------ TEXT EXTRACT
Thursday, January 24, 2013

Bits and Pieces

After yesterday's Congressional pyrotechnics display this morning's news seems tame by comparison. 
►As we wait for the media finally to begin paying serious attention to the North African part of MENA, here are a few links that caught my eye this morning.
You Tube has an interesting collection of videos from "no-comment TV" but I was not able to find an embed code.
This link will get you a good video. 

►Taking his cue from one of Joe Biden's not-so-sotto-voce remarks, Paul Krugman suggests the name Big Deal for Barack Obama's agenda, a latter-day echo of FDR's New Deal.
All in all, then, the Big Deal has been, well, a pretty big deal. But will its achievements last?
Mr. Obama overcame the biggest threat to his legacy simply by winning re-election. But George W. Bush also won re-election, a victory widely heralded as signaling the coming of a permanent conservative majority. So will Mr. Obama’s moment of glory prove equally fleeting? I don’t think so.
For one thing, the Big Deal’s main policy initiatives are already law. This is a contrast with Mr. Bush, who didn’t try to privatize Social Security until his second term — and it turned out that a “khaki” election won by posing as the nation’s defender against terrorists didn’t give him a mandate to dismantle a highly popular program.
And there’s another contrast: the Big Deal agenda is, in fact, fairly popular — and will become more popular once Obamacare goes into effect and people see both its real benefits and the fact that it won’t send Grandma to the death panels.
Finally, progressives have the demographic and cultural wind at their backs. Right-wingers flourished for decades by exploiting racial and social divisions — but that strategy has now turned against them as we become an increasingly diverse, socially liberal nation.

►I want to think that after yesterday's so-called "hearings" (I saw one Twitter suggestion they should be called "Talkings" since those who are supposed to be hearing do more talking than listening) that l'affair Benghazi can finally be put to bed.  Time will tell.
To tie up a loose end, one tidbit should be noted for the record, the business about smuggling Libyan arms to Turkey, mentioned during Rand Paul's insolent outburst (which my guess made the Secretary of State want to out him for breaching classified material in public, the kind of behavior that put Bradley Manning and Julian Assange in jail).
Last year in a long, link-filled post, Josh Landis already covered this circumstantial possibility.
Since that much is already public, I can safely say that the GOP's knee-jerk reaction to what happened in Benghazi is nothing short of the same kind of duplicity that takes remarks like "You didn't build that" and now "What difference does it make" out of context simply for political agitprop.
------------
------ DATA LISTING
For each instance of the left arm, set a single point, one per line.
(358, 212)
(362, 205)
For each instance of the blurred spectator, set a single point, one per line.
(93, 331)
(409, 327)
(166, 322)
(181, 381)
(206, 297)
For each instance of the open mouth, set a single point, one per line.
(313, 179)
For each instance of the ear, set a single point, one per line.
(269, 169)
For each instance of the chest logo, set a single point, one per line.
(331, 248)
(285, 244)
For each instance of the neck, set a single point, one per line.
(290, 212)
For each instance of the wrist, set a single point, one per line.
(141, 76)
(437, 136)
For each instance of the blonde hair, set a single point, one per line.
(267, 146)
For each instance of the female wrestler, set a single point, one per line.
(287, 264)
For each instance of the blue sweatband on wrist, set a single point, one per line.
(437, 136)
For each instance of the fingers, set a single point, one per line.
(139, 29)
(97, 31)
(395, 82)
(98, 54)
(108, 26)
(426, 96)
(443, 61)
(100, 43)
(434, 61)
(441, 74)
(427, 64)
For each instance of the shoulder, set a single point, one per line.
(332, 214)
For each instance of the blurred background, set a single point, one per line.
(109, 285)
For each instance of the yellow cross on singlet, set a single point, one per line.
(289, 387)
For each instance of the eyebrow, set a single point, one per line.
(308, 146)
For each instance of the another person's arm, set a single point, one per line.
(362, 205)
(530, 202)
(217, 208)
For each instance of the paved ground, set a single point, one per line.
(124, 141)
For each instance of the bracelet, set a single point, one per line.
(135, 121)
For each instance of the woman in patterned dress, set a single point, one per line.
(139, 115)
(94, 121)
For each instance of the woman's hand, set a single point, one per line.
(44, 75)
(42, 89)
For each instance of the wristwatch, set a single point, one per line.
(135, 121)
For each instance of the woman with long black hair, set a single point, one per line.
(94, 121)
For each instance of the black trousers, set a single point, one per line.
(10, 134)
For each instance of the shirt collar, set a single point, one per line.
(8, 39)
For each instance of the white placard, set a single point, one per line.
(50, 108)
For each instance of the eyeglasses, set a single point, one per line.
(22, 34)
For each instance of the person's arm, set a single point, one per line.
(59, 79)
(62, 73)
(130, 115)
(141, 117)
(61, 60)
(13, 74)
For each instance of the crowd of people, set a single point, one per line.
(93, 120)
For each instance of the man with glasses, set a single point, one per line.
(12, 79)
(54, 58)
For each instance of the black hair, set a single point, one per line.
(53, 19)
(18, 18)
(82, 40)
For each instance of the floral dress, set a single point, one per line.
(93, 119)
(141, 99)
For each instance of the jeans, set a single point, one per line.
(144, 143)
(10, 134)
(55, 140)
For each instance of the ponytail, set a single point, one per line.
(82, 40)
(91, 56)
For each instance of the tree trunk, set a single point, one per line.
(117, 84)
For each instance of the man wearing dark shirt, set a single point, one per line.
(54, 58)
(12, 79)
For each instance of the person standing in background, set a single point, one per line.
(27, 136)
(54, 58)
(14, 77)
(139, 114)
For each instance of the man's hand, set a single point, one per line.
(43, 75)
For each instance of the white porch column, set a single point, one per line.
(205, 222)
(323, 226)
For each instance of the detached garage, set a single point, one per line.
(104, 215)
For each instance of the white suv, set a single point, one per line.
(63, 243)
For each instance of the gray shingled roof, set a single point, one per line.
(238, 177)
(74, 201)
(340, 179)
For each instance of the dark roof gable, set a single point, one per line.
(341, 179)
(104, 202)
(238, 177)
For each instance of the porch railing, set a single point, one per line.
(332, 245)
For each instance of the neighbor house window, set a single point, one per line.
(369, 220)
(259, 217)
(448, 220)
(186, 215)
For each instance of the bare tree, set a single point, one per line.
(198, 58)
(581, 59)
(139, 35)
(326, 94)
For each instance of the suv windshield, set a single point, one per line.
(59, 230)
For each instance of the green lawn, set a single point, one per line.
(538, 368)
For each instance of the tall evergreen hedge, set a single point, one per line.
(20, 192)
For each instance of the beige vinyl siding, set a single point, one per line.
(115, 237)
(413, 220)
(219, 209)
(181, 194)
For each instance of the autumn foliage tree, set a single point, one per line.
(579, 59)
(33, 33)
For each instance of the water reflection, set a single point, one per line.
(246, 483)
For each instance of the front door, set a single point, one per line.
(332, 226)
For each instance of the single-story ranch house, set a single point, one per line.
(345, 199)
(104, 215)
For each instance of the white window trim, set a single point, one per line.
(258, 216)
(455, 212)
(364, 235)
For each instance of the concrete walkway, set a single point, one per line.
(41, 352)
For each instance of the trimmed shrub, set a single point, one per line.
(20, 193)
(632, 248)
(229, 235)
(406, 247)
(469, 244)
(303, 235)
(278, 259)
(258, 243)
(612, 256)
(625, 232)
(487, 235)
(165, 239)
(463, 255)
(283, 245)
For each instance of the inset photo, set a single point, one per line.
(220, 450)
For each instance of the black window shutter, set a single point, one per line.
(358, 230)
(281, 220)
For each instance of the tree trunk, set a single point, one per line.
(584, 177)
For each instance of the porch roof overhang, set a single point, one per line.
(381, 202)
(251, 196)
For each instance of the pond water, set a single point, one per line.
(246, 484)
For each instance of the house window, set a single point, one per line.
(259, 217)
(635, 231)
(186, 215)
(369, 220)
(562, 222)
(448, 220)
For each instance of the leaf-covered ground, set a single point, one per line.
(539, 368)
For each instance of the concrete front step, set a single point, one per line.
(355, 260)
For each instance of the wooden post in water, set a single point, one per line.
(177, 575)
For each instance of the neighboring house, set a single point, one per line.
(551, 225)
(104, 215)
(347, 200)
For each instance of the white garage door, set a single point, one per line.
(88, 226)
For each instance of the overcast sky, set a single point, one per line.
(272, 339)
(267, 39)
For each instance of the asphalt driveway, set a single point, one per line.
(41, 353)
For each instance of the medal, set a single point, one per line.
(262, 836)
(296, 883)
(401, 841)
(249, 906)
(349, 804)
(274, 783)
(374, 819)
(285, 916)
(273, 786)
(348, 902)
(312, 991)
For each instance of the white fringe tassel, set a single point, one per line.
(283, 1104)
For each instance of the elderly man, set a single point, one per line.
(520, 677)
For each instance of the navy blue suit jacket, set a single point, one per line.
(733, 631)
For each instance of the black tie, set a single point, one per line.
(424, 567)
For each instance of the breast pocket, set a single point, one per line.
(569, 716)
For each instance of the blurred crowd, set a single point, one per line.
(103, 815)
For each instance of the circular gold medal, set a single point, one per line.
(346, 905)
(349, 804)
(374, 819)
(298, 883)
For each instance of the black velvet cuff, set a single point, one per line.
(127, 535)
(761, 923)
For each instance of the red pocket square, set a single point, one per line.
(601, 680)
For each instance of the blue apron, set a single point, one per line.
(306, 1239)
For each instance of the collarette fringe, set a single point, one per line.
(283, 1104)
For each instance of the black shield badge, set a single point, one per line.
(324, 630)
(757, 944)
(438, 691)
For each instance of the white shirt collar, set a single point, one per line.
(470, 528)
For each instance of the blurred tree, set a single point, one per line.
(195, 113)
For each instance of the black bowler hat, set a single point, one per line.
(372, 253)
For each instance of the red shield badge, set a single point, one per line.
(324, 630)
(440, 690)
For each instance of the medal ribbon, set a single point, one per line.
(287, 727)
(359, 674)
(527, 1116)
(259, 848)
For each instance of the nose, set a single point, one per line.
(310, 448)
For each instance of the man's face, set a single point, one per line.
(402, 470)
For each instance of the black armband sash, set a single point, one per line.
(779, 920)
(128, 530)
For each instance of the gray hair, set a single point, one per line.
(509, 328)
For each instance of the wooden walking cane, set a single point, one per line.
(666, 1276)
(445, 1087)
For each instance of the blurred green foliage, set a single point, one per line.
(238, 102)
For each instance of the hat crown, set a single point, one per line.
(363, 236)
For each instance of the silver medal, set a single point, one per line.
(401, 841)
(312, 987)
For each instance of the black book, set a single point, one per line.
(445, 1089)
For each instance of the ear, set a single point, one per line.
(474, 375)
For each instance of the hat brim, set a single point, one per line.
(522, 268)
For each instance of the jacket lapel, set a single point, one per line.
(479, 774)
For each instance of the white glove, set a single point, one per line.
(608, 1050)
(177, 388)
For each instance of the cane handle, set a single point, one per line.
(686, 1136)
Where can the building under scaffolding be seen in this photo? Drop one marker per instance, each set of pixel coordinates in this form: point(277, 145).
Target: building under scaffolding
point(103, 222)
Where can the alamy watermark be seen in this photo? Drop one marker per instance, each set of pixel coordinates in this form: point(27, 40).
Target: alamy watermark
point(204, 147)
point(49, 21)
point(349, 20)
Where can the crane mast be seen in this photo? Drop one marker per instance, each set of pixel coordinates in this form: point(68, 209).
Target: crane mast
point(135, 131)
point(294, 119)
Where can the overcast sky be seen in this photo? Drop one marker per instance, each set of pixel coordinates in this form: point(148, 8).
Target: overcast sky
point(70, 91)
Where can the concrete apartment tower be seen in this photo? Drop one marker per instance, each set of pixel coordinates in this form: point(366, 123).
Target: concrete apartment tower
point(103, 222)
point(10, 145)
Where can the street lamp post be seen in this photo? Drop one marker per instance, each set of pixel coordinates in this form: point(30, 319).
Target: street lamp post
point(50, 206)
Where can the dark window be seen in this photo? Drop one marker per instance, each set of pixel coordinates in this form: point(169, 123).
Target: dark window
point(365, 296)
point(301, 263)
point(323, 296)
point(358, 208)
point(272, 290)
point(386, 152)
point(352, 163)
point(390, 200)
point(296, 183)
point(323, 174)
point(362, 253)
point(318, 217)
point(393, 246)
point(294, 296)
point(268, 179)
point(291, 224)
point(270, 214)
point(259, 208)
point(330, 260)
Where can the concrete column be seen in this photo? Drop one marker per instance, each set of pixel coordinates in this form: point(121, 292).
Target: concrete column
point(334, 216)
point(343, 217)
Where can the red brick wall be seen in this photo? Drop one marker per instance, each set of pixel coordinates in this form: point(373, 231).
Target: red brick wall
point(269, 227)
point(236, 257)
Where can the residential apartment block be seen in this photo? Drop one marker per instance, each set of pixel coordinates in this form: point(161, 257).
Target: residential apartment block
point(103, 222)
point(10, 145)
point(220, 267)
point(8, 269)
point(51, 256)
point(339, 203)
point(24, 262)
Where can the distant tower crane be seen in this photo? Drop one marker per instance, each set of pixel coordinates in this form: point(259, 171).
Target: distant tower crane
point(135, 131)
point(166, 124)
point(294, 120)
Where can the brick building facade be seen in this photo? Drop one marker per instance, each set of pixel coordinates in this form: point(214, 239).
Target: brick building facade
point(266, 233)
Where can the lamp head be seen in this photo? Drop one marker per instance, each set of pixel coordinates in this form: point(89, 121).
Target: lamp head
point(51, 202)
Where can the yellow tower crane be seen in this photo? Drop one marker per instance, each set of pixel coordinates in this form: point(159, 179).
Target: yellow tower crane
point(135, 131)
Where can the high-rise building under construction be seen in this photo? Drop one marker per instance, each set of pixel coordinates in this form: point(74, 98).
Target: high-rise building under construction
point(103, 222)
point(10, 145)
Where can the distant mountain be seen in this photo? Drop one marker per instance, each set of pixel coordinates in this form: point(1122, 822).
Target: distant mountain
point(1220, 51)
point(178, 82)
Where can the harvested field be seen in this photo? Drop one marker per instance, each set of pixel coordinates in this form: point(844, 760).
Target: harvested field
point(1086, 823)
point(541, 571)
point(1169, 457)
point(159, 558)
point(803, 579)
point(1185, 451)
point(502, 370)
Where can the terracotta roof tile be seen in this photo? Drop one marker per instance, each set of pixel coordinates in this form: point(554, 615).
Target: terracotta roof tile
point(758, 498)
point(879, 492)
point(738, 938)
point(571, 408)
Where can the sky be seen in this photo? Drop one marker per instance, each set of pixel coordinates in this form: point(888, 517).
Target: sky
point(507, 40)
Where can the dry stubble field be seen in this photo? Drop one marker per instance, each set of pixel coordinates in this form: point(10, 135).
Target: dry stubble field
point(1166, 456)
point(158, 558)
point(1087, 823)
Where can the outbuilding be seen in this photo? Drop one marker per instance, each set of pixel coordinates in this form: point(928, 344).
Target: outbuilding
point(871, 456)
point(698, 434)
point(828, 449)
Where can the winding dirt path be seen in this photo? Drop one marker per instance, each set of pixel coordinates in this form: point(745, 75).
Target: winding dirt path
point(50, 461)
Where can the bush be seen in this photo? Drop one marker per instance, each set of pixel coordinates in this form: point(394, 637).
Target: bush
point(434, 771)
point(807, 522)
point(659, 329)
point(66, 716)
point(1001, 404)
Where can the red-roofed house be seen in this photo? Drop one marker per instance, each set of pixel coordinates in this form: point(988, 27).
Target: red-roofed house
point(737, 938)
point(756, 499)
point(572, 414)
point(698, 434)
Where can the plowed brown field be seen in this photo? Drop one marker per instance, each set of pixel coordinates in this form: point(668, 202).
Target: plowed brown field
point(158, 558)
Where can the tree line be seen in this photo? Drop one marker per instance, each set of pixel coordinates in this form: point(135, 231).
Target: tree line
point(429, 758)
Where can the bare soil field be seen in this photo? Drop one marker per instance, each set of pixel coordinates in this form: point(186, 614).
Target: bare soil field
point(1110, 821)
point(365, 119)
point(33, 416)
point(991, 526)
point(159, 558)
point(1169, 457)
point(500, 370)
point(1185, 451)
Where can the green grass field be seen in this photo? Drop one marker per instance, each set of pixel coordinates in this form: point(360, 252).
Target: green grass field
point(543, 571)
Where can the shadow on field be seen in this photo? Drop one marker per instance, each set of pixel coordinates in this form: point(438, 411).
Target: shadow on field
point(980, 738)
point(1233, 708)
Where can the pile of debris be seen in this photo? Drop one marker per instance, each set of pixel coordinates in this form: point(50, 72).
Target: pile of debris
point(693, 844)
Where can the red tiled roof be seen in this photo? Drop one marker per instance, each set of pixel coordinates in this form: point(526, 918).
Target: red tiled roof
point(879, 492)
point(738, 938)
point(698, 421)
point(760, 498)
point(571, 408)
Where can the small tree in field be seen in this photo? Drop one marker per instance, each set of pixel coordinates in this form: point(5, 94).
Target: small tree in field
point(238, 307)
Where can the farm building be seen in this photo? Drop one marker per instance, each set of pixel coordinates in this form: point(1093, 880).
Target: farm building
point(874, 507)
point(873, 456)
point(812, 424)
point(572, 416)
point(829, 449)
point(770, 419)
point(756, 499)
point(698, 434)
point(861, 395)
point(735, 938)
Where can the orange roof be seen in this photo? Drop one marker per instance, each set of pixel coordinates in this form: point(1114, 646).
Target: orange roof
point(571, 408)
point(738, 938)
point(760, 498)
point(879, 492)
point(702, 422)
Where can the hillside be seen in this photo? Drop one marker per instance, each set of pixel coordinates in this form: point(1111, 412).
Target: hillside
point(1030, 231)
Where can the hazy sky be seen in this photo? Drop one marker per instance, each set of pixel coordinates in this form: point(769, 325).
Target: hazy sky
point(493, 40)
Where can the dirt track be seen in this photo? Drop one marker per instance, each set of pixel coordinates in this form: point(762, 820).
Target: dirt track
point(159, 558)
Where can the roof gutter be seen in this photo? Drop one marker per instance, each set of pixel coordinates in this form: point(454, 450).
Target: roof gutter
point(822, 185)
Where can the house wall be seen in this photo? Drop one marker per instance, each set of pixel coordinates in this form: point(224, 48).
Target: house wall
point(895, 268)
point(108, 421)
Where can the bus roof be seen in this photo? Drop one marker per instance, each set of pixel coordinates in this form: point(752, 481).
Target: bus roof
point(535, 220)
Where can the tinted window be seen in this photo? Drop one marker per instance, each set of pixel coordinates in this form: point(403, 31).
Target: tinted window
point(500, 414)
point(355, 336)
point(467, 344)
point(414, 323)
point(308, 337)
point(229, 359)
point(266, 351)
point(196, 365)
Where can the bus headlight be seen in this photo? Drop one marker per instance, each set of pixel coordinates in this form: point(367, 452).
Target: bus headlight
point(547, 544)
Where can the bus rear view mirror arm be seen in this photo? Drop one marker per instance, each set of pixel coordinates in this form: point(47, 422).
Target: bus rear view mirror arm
------------
*GOALS*.
**1.** Give every word or phrase that the Bits and Pieces post sets inside quotation marks.
**2.** Duplicate the Bits and Pieces post between "To tie up a" and "for political agitprop.", inclusive.
**3.** Write the next part of the Bits and Pieces post, picking up after its final sentence.
The listing has no connection to the Bits and Pieces post.

*TASK-BY-TASK OUTPUTS*.
**1.**
1. "no-comment TV"
2. "khaki"
3. "hearings"
4. "Talkings"
5. "You didn't build that"
6. "What difference does it make"

**2.**
To tie up a loose end, one tidbit should be noted for the record, the business about smuggling Libyan arms to Turkey, mentioned during Rand Paul's insolent outburst (which my guess made the Secretary of State want to out him for breaching classified material in public, the kind of behavior that put Bradley Manning and Julian Assange in jail).
Last year in a long, link-filled post, Josh Landis already covered this circumstantial possibility.
Since that much is already public, I can safely say that the GOP's knee-jerk reaction to what happened in Benghazi is nothing short of the same kind of duplicity that takes remarks like "You didn't build that" and now "What difference does it make" out of context simply for political agitprop.

**3.**
Nuff about that.


► Tomorrow, January 25, marks the two-year anniversary of the uprising of the Egyptian democrats who finally brought the Mubarak era to an end. Much has happened in the intervening two years, but as a reminder to part of the bitter price paid to achieve that victory, check out this moving collection of photos in The Egyptian Independent
Hundreds of Egyptian citizens lost their eyesight during the events of the Egyptian revolution that began on 25 January 2011 and continued 18 months, until the first president was elected.
In an attempt to abort the rallies and frighten away demonstrators, security forces shot at their eyes, killing some and wounding many.
This work follows the survivors of these attacks, whose lives have changed drastically. Some have lost friends, others are ashamed to go outside and others rely on family for support.

Reda Abdel Aziz, 20, worked as a tuk tuk driver. He lost both his eyes on 20 November 2011 after being shot by police during clashes with demonstrators on Mohamed Mahmoud Street and Tahrir Square.Demonstrators were demanding free elections and that the Supreme Council of the Armed Forces step down. In the clashes, 21 demonstrators were killed and thousands were wounded, with many injuries in the eyes and chest. The incident prompted the rights group Amnesty International to demand the total halt of export of weapons and tear gas to Egypt.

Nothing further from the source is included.